(Written exercise): Reproduce the stretch of rows below from the line containing "Query: blue sky" through the line containing "M215 99L210 196L479", both included, with nothing changed.

***** Exercise data *****

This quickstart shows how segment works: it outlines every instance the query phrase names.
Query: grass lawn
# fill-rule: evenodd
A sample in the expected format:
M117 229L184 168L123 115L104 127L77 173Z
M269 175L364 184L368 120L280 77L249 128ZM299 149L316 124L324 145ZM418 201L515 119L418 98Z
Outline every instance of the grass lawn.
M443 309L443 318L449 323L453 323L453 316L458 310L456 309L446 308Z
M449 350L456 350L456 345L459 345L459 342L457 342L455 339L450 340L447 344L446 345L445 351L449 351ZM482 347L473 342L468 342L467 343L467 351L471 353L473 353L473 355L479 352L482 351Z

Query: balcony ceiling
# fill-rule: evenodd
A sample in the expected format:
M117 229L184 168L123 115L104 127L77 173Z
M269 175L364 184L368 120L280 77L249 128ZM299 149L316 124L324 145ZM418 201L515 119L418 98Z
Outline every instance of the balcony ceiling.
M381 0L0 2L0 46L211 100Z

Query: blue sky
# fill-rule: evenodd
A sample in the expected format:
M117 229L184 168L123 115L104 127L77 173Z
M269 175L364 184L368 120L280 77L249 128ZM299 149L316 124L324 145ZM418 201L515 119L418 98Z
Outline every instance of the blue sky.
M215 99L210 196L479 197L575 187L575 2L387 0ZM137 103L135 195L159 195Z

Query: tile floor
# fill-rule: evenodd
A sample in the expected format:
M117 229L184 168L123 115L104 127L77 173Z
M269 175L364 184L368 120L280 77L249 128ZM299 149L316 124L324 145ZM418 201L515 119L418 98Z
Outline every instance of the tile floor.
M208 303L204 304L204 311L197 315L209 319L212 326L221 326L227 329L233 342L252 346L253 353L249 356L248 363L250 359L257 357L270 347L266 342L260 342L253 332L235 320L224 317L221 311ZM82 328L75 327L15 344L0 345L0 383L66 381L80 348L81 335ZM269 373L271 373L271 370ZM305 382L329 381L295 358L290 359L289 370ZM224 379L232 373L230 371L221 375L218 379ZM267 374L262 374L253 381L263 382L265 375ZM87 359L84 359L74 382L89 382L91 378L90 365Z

*****

(Output for this exercise):
Query: blue sky
# fill-rule: evenodd
A sample in the expected format:
M117 229L184 168L123 115L104 127L77 173Z
M269 175L364 184L368 120L280 77L249 128ZM299 149L316 124L324 145ZM418 201L515 119L418 98Z
Outline every instance of the blue sky.
M215 99L210 196L479 197L575 187L575 2L387 0ZM137 103L135 195L159 195Z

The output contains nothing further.